──────── Selected passage
The choice of fly you’ll need to make is commensurate with most north country trout streams, but once the fly life on the river begins to stir (usually from about April onwards) olive patterns will become a mainstay of the Derwent angler’s fly box, with the large dark olive Baetis rhodani a prolific feature on spring days, as described by Derwent Angling Association secretary, Alan Farbridge, whose excellent article “A Year on The River Derwent” is also well worth a look: http://www.derwentangling.co.uk/about/a-year-on-the-river-derwent/ . Into April and May, hawthorn flies will often stray onto the water in large numbers and in late-May, the mayfly will become a brief but very important factor in the diet of this river’s trout.
Downstream of the weir pool, the river becomes a quick succession of glides and shallow pools until it starts to deepen ahead of a sharpening right hand bend downstream of the caravan park. The river begins to meander quite markedly here, retaining a reasonable depth while sharp bends produce several tantalising runs. Be careful here, though, as electric wires cross the river at several points, including one of the better looking spots!
Access to this part of the river can be from either bank, although wading across is impossible for some distance, owing to the depth. The right bank can be followed by walking up the access road for Gibside before climbing over a gate into an open field. You can then follow the fence on your left that marks the top of the bank, climbing through at several points as the river swings round to the right.
────────────────
──────── Supplied entries
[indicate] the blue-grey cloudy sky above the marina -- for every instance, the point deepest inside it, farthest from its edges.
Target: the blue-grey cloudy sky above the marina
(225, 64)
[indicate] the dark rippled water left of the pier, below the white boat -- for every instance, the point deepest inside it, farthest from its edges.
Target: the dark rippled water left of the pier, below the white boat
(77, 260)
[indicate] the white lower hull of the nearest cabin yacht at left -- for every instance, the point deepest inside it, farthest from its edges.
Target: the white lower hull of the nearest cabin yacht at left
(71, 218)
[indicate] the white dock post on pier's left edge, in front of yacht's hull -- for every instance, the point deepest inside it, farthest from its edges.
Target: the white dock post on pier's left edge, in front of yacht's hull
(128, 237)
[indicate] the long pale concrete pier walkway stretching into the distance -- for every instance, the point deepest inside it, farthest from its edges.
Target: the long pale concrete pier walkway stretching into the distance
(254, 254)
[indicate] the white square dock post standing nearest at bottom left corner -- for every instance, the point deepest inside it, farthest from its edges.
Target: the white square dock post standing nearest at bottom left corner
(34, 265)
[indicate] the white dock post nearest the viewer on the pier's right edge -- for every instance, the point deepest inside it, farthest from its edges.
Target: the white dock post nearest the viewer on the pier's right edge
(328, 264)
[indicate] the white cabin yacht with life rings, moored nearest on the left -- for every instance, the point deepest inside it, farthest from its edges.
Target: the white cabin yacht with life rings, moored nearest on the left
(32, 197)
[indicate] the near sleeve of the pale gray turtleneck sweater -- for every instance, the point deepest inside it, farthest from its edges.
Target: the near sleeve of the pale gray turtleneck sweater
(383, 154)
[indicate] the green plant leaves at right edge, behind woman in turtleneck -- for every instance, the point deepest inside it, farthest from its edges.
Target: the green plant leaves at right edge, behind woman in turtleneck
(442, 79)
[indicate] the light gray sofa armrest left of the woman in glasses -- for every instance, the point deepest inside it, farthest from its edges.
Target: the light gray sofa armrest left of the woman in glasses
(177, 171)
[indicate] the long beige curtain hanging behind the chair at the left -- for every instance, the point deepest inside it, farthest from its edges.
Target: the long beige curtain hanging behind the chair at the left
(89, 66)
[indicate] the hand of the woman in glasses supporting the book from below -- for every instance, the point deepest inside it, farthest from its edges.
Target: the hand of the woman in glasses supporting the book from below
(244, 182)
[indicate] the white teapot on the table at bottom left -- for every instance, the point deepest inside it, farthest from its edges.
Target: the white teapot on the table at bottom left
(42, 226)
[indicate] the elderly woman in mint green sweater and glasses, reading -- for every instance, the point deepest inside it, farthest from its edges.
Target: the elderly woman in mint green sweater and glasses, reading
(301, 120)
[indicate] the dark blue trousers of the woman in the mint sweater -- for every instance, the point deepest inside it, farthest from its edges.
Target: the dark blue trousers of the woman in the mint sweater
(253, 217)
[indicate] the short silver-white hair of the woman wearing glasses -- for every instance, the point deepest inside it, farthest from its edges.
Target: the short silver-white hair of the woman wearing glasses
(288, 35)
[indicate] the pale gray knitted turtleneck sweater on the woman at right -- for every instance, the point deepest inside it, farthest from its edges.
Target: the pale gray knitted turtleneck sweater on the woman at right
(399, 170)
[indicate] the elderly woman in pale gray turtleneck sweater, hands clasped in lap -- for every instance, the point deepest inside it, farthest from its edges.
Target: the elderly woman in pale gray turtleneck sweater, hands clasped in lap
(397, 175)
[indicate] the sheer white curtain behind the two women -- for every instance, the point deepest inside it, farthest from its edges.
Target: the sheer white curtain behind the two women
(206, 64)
────────────────
== What is required ==
Reproduce the River Derwent passage between "Downstream of the weir" and "better looking spots!", inclusive. The listing has no connection to the River Derwent passage.

== Response area ==
Downstream of the weir pool, the river becomes a quick succession of glides and shallow pools until it starts to deepen ahead of a sharpening right hand bend downstream of the caravan park. The river begins to meander quite markedly here, retaining a reasonable depth while sharp bends produce several tantalising runs. Be careful here, though, as electric wires cross the river at several points, including one of the better looking spots!